§ What is required
What is needed is an exact copy of the line where "Note: for this drill we locate the castle in" appears plus every later line in the material.

§ Data provided
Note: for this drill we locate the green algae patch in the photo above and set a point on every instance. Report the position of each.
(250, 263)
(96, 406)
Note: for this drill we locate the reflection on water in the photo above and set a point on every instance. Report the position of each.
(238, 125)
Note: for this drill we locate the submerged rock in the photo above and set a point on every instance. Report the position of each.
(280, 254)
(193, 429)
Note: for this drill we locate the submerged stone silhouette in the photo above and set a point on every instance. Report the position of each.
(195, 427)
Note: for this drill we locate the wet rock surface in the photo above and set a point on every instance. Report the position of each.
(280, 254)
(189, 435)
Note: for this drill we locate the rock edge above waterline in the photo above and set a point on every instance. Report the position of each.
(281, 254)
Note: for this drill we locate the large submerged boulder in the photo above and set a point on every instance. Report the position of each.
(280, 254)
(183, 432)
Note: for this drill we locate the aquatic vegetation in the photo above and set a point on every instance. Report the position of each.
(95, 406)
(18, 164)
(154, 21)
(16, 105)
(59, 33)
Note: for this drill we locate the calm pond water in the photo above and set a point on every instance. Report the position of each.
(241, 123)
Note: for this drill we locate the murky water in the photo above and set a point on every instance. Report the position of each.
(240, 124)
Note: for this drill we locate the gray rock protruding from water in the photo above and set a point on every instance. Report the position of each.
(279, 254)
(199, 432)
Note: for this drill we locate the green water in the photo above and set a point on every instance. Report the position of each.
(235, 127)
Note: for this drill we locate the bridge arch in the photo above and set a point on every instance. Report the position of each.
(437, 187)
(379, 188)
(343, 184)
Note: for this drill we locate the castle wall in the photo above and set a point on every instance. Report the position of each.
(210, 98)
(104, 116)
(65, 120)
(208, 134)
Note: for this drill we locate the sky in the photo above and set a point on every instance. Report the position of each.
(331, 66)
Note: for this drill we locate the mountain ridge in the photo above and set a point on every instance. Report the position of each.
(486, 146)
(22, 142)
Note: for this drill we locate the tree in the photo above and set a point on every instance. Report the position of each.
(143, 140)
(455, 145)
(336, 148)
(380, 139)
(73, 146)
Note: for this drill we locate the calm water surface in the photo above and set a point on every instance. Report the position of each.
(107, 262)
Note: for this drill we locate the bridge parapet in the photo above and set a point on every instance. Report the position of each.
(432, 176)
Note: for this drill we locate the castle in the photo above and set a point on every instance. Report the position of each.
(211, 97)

§ Solution for this exercise
Note: for this drill we locate the castle in the photo above and set a point on every instance. Report the position of each.
(211, 97)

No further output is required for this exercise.